GIVEN TASK » Please transcribe all the records below word for word, leaving the pictures out of your answer.

--- Begin ---

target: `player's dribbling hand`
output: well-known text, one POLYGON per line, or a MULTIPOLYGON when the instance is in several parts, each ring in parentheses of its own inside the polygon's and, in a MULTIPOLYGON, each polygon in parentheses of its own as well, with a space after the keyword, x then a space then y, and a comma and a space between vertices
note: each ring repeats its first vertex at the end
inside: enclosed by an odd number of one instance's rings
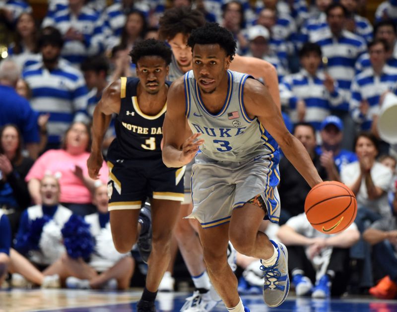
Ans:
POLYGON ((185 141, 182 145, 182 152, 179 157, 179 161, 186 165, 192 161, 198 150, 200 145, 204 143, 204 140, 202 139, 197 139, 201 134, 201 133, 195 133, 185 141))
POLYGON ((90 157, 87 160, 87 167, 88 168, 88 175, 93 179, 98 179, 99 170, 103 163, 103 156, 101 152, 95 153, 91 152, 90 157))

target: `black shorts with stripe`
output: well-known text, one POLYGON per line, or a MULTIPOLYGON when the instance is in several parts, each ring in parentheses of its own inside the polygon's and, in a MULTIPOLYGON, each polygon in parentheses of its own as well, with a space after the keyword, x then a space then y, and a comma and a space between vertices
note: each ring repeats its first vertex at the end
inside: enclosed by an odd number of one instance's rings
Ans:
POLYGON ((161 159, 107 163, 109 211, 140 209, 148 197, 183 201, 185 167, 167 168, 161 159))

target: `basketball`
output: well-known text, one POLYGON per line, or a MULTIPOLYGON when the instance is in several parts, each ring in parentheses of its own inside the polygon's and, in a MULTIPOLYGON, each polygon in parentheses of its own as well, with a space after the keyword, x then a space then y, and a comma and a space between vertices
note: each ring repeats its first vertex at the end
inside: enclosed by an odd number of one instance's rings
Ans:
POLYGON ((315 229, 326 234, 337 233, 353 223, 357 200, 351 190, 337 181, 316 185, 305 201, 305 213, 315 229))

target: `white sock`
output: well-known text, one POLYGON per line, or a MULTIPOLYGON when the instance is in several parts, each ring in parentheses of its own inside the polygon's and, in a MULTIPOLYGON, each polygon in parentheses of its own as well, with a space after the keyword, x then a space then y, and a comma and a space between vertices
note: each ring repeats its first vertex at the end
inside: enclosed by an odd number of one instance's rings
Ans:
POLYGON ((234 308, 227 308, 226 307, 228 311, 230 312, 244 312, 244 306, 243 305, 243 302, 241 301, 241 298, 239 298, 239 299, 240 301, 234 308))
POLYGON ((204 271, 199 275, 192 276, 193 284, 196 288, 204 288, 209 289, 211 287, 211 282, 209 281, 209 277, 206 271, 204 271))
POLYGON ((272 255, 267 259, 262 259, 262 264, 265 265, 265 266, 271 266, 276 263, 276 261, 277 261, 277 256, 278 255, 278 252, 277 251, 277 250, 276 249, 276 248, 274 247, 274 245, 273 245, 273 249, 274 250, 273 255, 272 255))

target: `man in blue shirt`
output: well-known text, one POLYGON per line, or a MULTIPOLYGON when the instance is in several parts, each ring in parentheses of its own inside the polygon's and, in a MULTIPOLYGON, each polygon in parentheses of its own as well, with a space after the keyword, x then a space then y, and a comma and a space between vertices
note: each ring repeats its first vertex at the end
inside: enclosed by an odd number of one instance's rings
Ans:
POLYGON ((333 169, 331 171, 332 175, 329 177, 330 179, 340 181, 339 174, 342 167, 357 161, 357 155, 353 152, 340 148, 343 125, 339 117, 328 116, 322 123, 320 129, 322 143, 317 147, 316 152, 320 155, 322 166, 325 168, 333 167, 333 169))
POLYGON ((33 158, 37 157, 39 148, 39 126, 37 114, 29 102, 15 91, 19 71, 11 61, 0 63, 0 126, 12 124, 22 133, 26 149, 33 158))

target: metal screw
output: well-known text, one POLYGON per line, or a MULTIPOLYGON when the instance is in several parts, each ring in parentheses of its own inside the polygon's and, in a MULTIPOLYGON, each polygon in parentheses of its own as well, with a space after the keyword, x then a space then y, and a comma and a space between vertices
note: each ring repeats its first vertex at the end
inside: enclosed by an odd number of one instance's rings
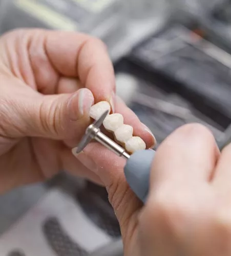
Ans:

--- End ---

FULL RESPONSE »
target: `player's dribbling hand`
output: well-known text, one POLYGON per line, or a MULTIPOLYGON when the instance is in several parts, each ring in parentheses of its own inside the polygon's and, in a MULTIPOLYGON, each polygon in parentheses of its own as well, with a space after the keyword, x then a space then y, and a comma and a space between vertices
note: each ring repeats its first vertex at the end
inside: enclosed by an odd number of one instance's rings
Ans:
POLYGON ((185 141, 182 145, 182 152, 179 157, 179 161, 186 165, 192 161, 198 150, 200 145, 204 143, 204 140, 202 139, 197 139, 201 134, 201 133, 195 133, 185 141))
POLYGON ((90 157, 87 160, 87 167, 88 168, 88 175, 93 179, 98 179, 99 170, 103 163, 103 156, 101 152, 95 153, 91 152, 90 157))

target: `black shorts with stripe`
output: well-known text, one POLYGON per line, or a MULTIPOLYGON when the instance is in several parts, each ring in parentheses of its own inside the polygon's and, in a MULTIPOLYGON, each polygon in parentheses of its own as well, with a space after the keyword, x then a space then y, and a comma and a space between vertices
note: each ring repeats its first vertex at the end
inside: enclosed by an odd number of one instance's rings
Ans:
POLYGON ((161 159, 107 163, 109 211, 140 209, 148 197, 183 201, 185 167, 167 168, 161 159))

target: `basketball`
output: well-known text, one POLYGON per line, or a MULTIPOLYGON when the instance is in several parts, each ring in parentheses of its own inside the polygon's and, in a MULTIPOLYGON, each polygon in parentheses of its own as well, with a space after the keyword, x then a space then y, and a comma and a space between vertices
note: each ring repeats its first vertex at the end
inside: enclosed by an odd number of one instance's rings
Ans:
POLYGON ((315 229, 326 234, 337 233, 353 223, 357 200, 351 190, 337 181, 316 185, 305 201, 305 213, 315 229))

target: `white sock`
output: well-known text, one POLYGON per line, or a MULTIPOLYGON when the instance is in several parts, each ring in parentheses of its own inside the polygon's and, in a MULTIPOLYGON, each polygon in parentheses of its own as well, with a space after the keyword, x then a space then y, and a comma and a space between vertices
note: each ring repeats its first vertex at the end
inside: enclosed by an odd number of one instance's rings
Ans:
POLYGON ((234 308, 227 308, 226 307, 228 311, 230 312, 244 312, 244 306, 243 305, 243 302, 241 301, 241 298, 239 298, 239 299, 240 301, 234 308))
POLYGON ((204 271, 199 275, 192 276, 193 284, 196 288, 204 288, 209 289, 211 287, 211 282, 209 281, 209 277, 206 271, 204 271))
POLYGON ((272 255, 267 259, 262 259, 262 264, 265 265, 265 266, 271 266, 276 263, 276 261, 277 261, 277 256, 278 255, 278 252, 277 251, 277 250, 276 249, 276 248, 274 247, 274 245, 273 245, 273 249, 274 250, 273 255, 272 255))

target: `man in blue shirt`
output: well-known text, one POLYGON per line, or a MULTIPOLYGON when the instance is in several parts, each ring in parentheses of its own inside the polygon's and, in a MULTIPOLYGON, each polygon in parentheses of its own as well, with a space after the keyword, x then a space then y, and a comma and a space between vertices
note: each ring repeats its first vertex at the end
inside: enclosed by an odd number of one instance's rings
Ans:
POLYGON ((333 169, 331 171, 332 175, 329 177, 330 179, 340 181, 339 174, 342 167, 357 161, 357 155, 353 152, 340 148, 343 125, 339 117, 328 116, 322 123, 320 129, 322 143, 317 147, 316 152, 320 155, 322 166, 325 168, 333 167, 333 169))
POLYGON ((33 158, 37 157, 39 148, 39 126, 37 114, 29 102, 15 91, 19 71, 11 61, 0 63, 0 126, 12 124, 22 133, 26 149, 33 158))

target: metal screw
output: well-known text, one POLYGON per line, or a MULTIPOLYGON when the instance is in several parts, each ring in parentheses of its own inside the polygon's and, in a MULTIPOLYGON, each polygon in parentheses of its own as well, with a space after the keyword, x then a space then y, and a comma and a space between vertices
note: each ring repeats its first vertex at the end
inside: enclosed by an odd number of one instance's rings
Ans:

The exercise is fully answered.